:: Given task 1 ::
Put the lines of the records from the one containing "the snow-covered slope" through the end of the records, both included, into a numbered list, leaving out blank lines.

I have just decided (once again) that Ludwig Van Beethoven was a brilliant man, and I'm not just talking about his music, no, his love letters to his 'immortal beloved'.
"My heart overflows with a longing to tell you so many things -- Oh -- there are moments when I find that speech is quite inadequate." "Can our love endure without sacrifices, without our demanding everything from one another; -- can you alter the fact that you are not wholly mine, that I am not wholly yours?" "Your love has made me both the happiest and unhappiest of mortals -At my age I now need stability and regularity in my life - can this coexist with our relationship?"
Exactly how I feel in some aspects, and if you ever get a chance, look them up and read them, absolutely beautiful.
So I'm falling off the radar, cause I don't have a computer to update with, and I have no time to update either. On another note, I've chopped off my hair, and pictures will come when I have a good hair day, and I have time to take them. I miss you all, and I will try to update when I get the chance...which will probably not be for quite a while.
Sometimes life is cruel, its harsh, its heartless. There are so many things that just aren't within our control, things which you don't choose to happen, but do. Things which you never even thought of happening but they happen anyhow, so many things you just don't plan on.
If you could have just one wish, what would it be? I know what mine would be, but its selfish, and I want to be selfish with it. But its cruel of me, heartless of me to want something like that, because I can't control it, and if I could it wouldn't be right, it would never feel right with me.
Remembering I dream, melancholy at the windowsill memories I will never tell our passion in the last night hours, our tearful goodbyes at down. Mountains and rivers divide us. I've given up hope for rain. Divided - I dream of you today I even embrace the pain. Yuan Chen (775-831)

:: Given task 2 ::
Answer these about the post on Beethoven's love letters:
(a) Whom were Beethoven's love letters addressed to?
(b) What has the writer done to their hair?
(c) What years are given after the name Yuan Chen?

Collected data entries
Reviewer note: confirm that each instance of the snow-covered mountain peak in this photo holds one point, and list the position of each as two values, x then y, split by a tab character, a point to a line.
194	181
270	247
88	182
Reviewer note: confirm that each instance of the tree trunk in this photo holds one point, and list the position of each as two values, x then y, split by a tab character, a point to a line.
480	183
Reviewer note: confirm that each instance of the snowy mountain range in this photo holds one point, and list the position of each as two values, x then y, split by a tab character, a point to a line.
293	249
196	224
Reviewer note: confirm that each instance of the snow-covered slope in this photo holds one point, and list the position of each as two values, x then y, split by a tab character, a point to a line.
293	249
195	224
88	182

:: Task output 1 ::
1. Reviewer note: confirm that each instance of the snow-covered slope in this photo holds one point, and list the position of each as two values, x then y, split by a tab character, a point to a line.
2. 293	249
3. 195	224
4. 88	182

:: Task output 2 ::
(a) His 'immortal beloved'
(b) Chopped it off
(c) 775-831